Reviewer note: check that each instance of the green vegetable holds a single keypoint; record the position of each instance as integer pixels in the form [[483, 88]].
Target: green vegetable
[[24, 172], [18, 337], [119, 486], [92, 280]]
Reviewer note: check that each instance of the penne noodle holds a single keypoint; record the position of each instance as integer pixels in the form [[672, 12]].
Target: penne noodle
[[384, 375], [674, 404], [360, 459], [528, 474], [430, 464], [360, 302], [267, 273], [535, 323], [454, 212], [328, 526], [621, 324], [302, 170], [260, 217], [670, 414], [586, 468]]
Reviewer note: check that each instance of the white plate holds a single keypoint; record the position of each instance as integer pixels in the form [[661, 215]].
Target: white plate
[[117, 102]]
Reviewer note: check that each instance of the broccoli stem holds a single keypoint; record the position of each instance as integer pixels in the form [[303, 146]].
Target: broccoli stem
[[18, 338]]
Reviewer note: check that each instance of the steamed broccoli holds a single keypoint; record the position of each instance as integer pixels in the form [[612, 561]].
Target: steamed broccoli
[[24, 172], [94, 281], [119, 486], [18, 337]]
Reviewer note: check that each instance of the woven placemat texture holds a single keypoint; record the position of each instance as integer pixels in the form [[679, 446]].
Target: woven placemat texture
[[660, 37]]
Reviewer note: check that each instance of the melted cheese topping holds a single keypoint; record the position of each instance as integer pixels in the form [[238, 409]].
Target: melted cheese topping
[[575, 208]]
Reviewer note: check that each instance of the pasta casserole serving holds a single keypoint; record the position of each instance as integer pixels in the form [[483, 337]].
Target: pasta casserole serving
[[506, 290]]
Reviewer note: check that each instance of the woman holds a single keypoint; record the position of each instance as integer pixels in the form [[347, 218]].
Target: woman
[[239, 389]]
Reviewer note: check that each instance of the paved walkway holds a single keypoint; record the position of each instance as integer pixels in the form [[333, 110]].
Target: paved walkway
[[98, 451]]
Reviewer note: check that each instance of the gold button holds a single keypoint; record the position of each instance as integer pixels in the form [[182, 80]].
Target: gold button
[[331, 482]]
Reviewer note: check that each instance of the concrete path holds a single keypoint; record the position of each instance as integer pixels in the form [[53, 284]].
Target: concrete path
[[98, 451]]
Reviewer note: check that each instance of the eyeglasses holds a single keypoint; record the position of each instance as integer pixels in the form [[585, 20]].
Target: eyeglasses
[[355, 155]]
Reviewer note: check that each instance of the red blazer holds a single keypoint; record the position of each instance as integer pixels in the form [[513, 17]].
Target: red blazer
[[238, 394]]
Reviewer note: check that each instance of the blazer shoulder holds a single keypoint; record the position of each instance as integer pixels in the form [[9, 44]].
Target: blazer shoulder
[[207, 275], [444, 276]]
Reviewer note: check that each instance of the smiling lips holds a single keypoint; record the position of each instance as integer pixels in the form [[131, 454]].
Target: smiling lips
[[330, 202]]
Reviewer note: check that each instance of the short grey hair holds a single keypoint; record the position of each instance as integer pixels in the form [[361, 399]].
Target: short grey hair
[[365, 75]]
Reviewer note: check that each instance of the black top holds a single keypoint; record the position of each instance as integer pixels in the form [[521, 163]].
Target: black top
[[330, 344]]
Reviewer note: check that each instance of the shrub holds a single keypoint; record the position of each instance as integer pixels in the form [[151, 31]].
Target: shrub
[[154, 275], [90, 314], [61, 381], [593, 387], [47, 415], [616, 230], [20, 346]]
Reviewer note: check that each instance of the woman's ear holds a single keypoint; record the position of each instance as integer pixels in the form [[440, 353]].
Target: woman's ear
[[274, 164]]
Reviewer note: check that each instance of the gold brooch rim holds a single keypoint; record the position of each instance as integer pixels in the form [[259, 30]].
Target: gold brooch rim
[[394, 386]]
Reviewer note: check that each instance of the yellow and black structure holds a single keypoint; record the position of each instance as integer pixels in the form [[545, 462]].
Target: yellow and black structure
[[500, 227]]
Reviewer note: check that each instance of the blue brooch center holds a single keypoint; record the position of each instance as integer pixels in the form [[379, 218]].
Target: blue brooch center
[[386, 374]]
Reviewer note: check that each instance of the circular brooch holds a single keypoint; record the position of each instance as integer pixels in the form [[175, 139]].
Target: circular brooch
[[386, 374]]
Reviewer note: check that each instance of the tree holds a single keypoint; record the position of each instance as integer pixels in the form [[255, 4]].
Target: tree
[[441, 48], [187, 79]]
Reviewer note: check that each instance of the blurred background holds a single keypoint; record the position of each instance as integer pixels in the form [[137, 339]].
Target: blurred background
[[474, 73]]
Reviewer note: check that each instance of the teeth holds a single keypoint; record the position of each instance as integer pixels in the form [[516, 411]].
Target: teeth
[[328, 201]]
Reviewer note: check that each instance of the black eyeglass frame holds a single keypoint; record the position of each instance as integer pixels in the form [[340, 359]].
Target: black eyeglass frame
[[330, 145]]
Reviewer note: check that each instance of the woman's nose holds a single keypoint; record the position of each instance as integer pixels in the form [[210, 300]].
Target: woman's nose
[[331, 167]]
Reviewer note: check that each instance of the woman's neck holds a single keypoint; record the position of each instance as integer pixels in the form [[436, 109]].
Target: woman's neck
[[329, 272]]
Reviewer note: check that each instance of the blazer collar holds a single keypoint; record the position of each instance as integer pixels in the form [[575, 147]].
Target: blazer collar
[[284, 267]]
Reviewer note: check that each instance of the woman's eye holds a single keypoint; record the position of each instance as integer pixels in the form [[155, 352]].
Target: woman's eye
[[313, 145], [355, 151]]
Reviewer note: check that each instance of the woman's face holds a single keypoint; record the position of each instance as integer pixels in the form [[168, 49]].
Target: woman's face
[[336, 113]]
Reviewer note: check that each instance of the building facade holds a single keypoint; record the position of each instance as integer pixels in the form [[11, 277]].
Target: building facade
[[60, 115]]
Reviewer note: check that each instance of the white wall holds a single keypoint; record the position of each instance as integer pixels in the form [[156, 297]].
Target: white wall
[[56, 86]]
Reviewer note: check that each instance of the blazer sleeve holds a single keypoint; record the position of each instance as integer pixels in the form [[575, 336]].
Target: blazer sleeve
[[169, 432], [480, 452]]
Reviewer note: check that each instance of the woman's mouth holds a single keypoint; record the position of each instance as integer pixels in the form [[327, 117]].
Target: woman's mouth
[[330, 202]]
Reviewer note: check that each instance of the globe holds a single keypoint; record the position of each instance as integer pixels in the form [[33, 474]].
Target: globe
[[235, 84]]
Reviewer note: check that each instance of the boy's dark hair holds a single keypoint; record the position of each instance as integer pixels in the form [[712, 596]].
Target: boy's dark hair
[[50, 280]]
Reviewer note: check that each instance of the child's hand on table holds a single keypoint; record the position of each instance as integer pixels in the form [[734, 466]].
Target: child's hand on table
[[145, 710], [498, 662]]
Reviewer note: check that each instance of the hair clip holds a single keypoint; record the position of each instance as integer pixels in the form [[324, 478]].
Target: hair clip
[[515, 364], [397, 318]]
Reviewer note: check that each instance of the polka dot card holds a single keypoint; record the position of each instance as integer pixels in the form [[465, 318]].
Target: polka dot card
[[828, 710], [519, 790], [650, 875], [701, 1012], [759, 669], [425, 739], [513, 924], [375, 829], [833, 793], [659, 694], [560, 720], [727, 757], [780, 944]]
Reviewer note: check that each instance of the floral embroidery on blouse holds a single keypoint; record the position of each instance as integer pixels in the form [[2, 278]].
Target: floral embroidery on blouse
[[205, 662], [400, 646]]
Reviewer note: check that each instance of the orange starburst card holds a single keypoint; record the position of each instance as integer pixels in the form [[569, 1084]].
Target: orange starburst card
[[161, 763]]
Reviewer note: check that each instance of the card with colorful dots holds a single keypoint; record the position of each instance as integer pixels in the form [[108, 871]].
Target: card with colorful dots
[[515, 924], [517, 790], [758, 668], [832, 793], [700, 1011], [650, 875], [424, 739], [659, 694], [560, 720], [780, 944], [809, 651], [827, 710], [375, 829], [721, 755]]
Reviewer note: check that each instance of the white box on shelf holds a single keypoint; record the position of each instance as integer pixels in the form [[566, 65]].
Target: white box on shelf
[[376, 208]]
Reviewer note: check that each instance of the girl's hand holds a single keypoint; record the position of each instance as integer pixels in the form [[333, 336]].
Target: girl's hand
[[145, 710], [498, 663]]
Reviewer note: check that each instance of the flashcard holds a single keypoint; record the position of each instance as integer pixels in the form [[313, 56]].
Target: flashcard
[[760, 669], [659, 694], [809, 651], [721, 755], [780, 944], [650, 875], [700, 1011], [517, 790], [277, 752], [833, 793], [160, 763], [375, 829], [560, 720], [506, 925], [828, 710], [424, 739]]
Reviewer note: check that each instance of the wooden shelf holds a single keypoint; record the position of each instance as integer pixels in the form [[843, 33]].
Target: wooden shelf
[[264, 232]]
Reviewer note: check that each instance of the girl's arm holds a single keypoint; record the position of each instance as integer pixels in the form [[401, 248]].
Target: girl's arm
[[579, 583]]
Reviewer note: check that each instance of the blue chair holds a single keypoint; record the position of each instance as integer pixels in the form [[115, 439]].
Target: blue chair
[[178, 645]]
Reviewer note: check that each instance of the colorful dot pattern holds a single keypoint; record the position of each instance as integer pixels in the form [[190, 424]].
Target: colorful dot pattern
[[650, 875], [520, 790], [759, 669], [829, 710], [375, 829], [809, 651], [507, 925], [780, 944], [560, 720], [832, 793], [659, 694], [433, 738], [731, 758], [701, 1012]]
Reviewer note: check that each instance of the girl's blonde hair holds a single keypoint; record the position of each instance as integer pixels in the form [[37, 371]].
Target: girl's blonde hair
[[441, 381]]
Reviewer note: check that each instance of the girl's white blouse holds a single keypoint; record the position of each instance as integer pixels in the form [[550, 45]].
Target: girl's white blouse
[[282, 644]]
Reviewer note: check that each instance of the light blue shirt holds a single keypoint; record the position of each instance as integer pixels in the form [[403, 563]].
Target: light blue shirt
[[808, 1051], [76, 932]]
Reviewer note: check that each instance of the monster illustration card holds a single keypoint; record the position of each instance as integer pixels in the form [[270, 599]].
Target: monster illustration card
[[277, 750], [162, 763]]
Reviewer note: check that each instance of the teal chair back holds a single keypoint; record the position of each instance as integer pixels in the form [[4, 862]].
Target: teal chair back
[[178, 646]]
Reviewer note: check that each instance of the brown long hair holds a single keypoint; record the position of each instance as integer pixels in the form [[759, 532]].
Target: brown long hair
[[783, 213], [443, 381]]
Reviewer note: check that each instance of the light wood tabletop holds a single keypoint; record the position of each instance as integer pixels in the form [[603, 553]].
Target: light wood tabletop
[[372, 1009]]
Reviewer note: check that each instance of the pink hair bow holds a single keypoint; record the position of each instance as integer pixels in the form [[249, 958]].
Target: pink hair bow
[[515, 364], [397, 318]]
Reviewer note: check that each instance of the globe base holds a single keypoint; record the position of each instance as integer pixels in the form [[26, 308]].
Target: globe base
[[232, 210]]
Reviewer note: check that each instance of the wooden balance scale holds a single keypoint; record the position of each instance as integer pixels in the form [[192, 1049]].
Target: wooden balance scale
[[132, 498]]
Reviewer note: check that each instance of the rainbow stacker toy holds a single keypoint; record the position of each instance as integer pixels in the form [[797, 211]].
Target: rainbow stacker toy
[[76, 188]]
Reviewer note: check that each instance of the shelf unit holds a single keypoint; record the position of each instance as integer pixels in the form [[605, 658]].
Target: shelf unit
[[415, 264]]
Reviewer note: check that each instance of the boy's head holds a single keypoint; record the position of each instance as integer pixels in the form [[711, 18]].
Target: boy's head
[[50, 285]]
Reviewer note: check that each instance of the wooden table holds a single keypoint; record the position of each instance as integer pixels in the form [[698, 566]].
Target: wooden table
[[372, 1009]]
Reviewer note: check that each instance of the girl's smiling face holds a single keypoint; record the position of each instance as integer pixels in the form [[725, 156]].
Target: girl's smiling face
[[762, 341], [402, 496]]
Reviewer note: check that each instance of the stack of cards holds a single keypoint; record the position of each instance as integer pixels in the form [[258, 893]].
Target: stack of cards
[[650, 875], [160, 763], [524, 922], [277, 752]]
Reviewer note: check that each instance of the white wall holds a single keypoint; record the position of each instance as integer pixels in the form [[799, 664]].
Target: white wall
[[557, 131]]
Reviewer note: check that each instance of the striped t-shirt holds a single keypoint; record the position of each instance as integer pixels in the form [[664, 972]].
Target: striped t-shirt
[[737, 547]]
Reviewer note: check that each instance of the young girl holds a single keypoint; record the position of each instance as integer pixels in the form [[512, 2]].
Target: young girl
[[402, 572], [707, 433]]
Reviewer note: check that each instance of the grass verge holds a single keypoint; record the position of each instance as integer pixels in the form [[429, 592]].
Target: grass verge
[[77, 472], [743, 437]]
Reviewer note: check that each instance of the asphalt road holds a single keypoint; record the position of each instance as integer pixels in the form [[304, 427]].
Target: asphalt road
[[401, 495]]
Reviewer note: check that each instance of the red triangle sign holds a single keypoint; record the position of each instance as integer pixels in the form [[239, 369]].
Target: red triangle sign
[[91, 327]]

* * * * * * * * *

> **SHORT TASK**
In the records, give the stretch from the line containing "Reviewer note: check that each instance of the woman's neck" through the line containing "[[145, 710], [498, 662]]" again with "blazer" changed to "jacket", leaving everything else the same.

> **ANSWER BELOW**
Reviewer note: check that each instance of the woman's neck holds a single keypoint; record the position of each instance as integer pixels in the form [[436, 109]].
Target: woman's neck
[[329, 272]]
Reviewer note: check that each instance of the jacket collar holds a single keypoint; record the position of each instance as integer pixels in the form [[575, 147]].
Target: jacket collar
[[284, 267]]
Reviewer note: check that each instance of the woman's eye holds a single keypoint; record the position of each instance as integer pixels in the form [[155, 352]].
Target: woman's eye
[[313, 145], [355, 151]]
Reviewer note: check that each instance of the woman's face holds a single keypoint; record the position of each instance as integer pixels in the form [[168, 49]].
Target: woman's face
[[336, 113]]
Reviewer note: check that each instance of the building facade holds a single keypoint; record the position of each instance as integer pixels in the form [[11, 277]].
Target: building facade
[[60, 115]]
Reviewer note: check that each instance of the white wall holds a single keypoint; record the position of each instance as integer pixels in the form [[156, 297]].
Target: white wall
[[56, 86]]
Reviewer note: check that each instance of the jacket sleeve holds a single keypoint; record the position of each instance as integer pixels in the form [[575, 336]].
Target: jacket sleeve
[[169, 432], [480, 452]]
Reviewer note: check that each instance of the woman's mouth holds a single keypoint; record the position of each instance as integer pixels in the form [[327, 117]].
Target: woman's mouth
[[330, 202]]
Reviewer note: check that each instance of the globe holds a single keypoint; record the position of each instance as integer pixels in the form [[33, 474]].
Target: globe
[[235, 84]]
Reviewer note: check that each instance of the boy's dark hair holds a single keypoint; record the position of each instance as integer pixels in the form [[712, 596]].
Target: boy's dark hair
[[50, 280]]
Reviewer note: check that each instance of the child's hand on table holds a single keypoint; record the position of each instance as integer pixels in the form [[734, 466]].
Target: child's hand on table
[[145, 710], [498, 662]]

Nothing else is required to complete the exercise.